Exercise brief
Determine how many lines in the entries below include "stem". The reply should be that number and nothing else.

Extracted entries
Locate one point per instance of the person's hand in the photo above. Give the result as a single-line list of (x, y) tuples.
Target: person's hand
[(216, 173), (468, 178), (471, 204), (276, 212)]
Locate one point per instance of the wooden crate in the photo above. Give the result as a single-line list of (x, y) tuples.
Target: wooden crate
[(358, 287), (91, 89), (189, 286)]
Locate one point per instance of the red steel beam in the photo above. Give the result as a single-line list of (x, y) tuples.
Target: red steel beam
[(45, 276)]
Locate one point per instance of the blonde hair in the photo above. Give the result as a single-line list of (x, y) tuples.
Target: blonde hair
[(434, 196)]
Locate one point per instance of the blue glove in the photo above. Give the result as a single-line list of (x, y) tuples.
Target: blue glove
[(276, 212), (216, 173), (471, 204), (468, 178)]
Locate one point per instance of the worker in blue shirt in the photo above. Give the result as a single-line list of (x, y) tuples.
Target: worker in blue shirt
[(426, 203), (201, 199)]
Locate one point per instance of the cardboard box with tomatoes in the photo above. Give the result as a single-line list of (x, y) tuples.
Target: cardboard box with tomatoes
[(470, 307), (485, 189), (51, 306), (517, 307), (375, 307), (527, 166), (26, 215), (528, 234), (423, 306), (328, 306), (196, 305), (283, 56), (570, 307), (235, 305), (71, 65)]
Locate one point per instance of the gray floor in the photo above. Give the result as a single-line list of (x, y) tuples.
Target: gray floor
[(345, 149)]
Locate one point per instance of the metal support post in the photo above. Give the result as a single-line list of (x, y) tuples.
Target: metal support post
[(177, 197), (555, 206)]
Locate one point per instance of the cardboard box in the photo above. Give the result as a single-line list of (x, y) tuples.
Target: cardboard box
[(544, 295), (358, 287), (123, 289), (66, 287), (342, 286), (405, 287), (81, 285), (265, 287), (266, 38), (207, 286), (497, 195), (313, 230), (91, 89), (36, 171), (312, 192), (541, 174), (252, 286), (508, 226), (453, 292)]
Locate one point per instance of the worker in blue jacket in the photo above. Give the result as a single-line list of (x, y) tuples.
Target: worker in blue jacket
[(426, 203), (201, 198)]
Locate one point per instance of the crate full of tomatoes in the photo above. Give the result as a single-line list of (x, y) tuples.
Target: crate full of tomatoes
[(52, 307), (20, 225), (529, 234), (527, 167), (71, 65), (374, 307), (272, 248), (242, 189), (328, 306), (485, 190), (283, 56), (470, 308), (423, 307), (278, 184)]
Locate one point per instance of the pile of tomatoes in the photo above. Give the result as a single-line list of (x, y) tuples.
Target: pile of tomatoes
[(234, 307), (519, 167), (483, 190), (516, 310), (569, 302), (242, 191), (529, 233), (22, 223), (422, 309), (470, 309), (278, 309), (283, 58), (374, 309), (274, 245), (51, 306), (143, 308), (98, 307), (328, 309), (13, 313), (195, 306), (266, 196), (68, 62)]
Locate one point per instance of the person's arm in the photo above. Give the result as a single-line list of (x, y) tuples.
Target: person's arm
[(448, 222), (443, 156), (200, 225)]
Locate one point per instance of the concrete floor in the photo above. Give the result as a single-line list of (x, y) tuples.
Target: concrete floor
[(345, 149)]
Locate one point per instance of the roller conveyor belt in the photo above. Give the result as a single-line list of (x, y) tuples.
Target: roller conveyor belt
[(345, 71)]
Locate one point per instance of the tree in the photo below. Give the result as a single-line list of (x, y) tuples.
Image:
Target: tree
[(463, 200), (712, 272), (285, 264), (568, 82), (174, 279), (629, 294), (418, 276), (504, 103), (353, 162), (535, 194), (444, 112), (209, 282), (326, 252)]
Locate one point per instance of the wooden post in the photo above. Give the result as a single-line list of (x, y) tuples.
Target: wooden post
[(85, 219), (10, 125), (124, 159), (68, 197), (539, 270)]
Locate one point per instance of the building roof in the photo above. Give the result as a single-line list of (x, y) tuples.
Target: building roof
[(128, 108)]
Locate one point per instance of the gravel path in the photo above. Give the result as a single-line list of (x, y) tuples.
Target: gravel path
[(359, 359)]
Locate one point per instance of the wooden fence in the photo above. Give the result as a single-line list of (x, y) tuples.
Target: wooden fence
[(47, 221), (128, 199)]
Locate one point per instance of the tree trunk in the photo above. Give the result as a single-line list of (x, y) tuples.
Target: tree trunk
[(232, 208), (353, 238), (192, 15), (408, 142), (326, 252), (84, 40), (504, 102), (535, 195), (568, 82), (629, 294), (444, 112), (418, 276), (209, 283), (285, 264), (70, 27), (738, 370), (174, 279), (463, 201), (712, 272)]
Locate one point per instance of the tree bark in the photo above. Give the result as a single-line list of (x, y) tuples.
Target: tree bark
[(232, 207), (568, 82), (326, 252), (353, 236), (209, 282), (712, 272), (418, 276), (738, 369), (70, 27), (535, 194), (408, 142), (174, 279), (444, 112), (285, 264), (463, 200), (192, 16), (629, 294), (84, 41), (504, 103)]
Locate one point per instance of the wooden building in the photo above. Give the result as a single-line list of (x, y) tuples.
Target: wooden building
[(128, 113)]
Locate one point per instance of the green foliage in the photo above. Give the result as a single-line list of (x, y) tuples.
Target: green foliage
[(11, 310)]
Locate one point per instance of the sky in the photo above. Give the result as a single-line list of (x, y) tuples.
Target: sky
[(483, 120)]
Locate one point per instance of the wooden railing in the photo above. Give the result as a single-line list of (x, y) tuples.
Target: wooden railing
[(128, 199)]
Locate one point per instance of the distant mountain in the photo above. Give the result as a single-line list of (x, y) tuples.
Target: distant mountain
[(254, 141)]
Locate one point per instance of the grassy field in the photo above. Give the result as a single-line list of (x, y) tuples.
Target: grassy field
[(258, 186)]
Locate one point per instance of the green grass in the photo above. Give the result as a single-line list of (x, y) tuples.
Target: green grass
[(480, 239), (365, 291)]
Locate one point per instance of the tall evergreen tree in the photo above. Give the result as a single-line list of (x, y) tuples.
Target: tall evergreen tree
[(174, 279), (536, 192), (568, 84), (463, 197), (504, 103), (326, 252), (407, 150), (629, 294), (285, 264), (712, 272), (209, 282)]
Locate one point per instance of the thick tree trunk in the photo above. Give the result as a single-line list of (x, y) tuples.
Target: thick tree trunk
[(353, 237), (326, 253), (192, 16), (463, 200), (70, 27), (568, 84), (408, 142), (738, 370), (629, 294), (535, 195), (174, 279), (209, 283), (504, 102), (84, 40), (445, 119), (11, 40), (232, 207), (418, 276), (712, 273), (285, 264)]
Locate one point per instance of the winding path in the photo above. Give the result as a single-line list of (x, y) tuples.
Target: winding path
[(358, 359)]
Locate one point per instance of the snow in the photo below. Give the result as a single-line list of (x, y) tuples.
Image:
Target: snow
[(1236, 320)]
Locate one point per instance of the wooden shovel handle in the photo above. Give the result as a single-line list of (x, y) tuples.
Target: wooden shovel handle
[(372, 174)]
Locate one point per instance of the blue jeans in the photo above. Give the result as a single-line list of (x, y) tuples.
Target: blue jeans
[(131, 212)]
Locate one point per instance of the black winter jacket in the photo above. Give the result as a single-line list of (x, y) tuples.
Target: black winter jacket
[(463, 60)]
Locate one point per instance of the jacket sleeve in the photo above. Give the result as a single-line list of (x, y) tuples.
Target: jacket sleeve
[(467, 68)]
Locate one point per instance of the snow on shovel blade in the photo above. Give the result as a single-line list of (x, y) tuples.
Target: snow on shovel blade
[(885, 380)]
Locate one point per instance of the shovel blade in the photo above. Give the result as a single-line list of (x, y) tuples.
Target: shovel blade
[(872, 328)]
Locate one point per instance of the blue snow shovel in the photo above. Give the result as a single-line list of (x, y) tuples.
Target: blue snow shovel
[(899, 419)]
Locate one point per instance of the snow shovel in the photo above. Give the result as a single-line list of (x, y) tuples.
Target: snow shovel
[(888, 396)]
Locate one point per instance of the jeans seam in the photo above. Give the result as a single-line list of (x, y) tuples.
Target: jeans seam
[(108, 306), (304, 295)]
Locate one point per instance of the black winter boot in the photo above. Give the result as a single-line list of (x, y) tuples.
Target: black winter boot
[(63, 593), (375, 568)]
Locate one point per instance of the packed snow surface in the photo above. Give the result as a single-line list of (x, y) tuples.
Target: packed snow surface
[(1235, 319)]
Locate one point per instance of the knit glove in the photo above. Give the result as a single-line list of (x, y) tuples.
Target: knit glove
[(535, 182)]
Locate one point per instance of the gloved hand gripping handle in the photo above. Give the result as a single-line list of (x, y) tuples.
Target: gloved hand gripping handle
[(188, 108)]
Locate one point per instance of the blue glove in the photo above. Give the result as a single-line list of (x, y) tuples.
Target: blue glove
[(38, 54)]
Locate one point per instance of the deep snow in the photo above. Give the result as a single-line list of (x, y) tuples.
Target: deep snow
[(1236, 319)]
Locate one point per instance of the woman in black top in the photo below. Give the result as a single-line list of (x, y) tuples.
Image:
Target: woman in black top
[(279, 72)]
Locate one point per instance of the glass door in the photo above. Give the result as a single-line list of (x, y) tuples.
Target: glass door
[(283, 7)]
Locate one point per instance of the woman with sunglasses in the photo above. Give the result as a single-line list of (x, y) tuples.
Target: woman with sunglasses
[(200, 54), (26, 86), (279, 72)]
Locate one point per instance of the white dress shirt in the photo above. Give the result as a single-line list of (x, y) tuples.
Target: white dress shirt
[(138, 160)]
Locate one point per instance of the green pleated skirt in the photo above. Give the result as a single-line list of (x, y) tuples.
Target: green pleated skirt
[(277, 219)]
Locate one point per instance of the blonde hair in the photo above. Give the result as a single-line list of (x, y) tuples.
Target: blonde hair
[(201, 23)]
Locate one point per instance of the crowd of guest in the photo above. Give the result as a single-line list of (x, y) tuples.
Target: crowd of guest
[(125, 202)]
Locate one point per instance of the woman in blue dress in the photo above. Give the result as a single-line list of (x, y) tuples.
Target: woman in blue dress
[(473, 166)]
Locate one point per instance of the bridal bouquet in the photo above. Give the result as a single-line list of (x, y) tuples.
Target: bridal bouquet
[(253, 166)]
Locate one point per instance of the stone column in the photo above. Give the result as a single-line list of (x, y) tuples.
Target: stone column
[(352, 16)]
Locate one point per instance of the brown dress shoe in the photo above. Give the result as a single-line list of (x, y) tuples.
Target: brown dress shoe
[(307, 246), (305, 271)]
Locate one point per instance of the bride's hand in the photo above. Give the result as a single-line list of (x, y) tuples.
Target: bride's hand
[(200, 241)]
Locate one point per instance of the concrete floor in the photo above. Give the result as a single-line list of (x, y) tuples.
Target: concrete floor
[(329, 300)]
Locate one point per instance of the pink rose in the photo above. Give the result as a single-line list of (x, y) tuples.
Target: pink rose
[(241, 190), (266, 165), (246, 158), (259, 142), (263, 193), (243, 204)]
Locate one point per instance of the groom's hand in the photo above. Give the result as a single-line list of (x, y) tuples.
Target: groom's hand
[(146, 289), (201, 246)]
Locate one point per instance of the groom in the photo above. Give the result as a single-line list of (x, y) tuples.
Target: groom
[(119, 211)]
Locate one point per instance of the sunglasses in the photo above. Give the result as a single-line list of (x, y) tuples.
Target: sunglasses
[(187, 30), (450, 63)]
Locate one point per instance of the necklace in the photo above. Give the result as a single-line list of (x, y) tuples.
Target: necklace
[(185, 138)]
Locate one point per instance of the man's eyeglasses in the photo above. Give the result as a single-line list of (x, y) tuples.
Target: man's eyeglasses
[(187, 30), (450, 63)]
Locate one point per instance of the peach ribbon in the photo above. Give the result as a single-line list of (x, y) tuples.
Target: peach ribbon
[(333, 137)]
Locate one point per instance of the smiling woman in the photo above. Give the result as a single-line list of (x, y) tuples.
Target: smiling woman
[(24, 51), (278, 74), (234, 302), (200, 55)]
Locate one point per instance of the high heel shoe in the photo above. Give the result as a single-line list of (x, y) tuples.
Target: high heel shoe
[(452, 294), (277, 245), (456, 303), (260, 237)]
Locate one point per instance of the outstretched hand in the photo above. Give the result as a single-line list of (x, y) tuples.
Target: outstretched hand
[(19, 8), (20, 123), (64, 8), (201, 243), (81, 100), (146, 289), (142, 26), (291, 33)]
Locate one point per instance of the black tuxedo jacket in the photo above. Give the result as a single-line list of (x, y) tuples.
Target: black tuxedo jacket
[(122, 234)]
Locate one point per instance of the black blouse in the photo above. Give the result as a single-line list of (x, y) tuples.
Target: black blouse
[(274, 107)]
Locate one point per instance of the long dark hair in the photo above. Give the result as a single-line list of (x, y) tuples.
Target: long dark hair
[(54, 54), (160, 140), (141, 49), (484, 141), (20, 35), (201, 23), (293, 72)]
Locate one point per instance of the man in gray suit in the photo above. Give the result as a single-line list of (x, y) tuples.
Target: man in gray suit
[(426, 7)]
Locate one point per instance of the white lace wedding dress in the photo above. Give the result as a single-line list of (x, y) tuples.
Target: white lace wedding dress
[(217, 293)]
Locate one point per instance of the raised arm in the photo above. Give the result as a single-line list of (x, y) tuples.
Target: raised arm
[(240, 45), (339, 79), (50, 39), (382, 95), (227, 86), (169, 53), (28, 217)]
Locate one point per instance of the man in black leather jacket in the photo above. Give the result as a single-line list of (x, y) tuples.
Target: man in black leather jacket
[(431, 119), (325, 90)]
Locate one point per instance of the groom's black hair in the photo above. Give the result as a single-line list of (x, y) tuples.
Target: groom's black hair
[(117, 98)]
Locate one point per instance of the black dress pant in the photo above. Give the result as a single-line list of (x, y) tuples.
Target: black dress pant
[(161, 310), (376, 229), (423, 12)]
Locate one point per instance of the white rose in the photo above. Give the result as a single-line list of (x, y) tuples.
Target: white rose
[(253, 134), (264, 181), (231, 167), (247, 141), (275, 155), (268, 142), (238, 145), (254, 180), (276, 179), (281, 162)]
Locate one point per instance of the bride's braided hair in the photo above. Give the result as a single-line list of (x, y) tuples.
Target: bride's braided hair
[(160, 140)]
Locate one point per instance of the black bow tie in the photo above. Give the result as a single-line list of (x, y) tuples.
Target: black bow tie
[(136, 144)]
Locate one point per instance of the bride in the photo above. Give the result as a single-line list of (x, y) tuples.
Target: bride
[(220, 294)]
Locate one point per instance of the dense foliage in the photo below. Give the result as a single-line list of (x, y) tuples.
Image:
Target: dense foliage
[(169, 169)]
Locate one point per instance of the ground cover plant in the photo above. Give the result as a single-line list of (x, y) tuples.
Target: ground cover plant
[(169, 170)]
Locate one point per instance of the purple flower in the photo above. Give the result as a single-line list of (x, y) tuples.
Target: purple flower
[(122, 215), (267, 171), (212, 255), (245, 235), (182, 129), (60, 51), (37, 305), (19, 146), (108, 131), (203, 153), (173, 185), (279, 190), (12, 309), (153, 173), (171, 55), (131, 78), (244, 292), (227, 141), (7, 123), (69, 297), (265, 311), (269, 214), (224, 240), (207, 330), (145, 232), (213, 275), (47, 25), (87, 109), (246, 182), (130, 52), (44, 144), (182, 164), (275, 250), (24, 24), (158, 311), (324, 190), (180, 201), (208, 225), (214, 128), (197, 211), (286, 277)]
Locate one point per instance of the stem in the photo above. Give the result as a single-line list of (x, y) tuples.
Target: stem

Answer section
2